/---

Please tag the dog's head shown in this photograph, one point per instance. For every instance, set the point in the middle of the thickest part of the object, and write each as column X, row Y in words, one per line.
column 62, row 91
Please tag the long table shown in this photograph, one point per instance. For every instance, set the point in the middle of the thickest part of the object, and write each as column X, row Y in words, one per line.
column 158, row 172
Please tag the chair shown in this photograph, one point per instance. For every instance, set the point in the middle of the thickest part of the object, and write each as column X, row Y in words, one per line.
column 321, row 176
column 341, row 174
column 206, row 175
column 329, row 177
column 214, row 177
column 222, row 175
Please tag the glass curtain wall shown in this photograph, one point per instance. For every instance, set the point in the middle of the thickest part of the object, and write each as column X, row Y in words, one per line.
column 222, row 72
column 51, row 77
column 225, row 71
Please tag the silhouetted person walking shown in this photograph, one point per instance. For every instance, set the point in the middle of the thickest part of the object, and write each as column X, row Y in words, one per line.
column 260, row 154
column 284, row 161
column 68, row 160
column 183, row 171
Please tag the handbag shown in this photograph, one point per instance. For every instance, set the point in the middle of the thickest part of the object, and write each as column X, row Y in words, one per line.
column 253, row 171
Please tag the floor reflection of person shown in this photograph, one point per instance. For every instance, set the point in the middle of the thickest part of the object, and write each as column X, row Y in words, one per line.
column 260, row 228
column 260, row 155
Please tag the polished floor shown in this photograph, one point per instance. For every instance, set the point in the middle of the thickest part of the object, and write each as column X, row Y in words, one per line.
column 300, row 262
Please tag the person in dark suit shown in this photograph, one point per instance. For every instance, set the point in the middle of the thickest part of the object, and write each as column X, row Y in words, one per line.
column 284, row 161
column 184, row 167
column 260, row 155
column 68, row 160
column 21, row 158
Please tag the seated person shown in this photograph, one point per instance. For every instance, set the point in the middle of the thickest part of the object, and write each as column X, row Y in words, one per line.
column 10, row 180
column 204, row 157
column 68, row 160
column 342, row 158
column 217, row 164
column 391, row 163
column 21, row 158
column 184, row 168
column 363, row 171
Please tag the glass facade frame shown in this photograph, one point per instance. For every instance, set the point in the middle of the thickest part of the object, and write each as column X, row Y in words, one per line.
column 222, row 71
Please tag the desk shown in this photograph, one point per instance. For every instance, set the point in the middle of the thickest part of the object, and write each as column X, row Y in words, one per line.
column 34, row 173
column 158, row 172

\---

■ **Set task**
Update the data above by replacing "thickest part" with "widest part" wherever it occurs. Leave everything else as it is.

■ **Result**
Please tag the dog's head shown in this photograph, one point per instance. For every instance, set the point in the middle of the widest part of the object, and write each as column X, row Y in words, one per line.
column 62, row 91
Please tag the long table shown in this photograph, one point per instance. For every instance, set the point in the middle of the widest part of the object, and write each as column X, row Y in words, one per line.
column 158, row 172
Please tag the chair shown in this photograph, one point per instance. For every instance, set the point in the middle of the widest part of the object, and write each as column X, row Y in words, one per line.
column 321, row 176
column 341, row 174
column 206, row 175
column 329, row 177
column 214, row 177
column 222, row 175
Please tag the glass curtain wall shown in this photograph, one point per instance. For every instance, set the point in the middle of the widest part of the object, and write each as column X, row Y in words, one per line.
column 222, row 72
column 51, row 77
column 225, row 71
Please tag the silhouetted person walking shown in this photograph, one point per instance. For every instance, set the point in the middle of the widest part of the object, and write each as column X, row Y in words, one per line.
column 260, row 154
column 284, row 161
column 68, row 160
column 183, row 171
Please tag the handbag shown in this photograph, one point per instance. For every instance, set the point in the middle of the widest part of the object, and write each as column X, row Y in words, one per line.
column 253, row 171
Please tag the floor reflection of person shown in this photograph, one point per instance. For every instance, set the point in the middle of the widest part of the object, and write each as column X, row Y in words, one per line.
column 260, row 228
column 260, row 155
Please tag the polished floor shown in this photograph, one point per instance. For every instance, set the point in the middle of the widest part of the object, and write each as column X, row Y in words, one per line.
column 300, row 262
Please tag the person in dark suit shown in this photograph, one point per instance. For every instance, set the point in the middle of the widest part of the object, and write each as column X, row Y in words, one per line.
column 284, row 161
column 184, row 167
column 260, row 155
column 68, row 160
column 21, row 158
Please tag the seated person shown in this photograph, one point per instance. For every instance, set the point in the middle of the widest part of the object, and write each as column X, row Y in words, one per line.
column 10, row 180
column 204, row 157
column 68, row 160
column 342, row 158
column 217, row 164
column 391, row 163
column 21, row 158
column 184, row 168
column 363, row 171
Please tag the glass facade frame shown in this photograph, one point per instance. For every instance, set the point in the middle of the widest part of the object, and write each as column X, row Y in words, one per line.
column 222, row 71
Please tag the desk shown in this photograph, one point per instance. For every instance, set the point in the middle of the widest part of the object, and write each as column X, row Y in words, one per line.
column 34, row 173
column 158, row 172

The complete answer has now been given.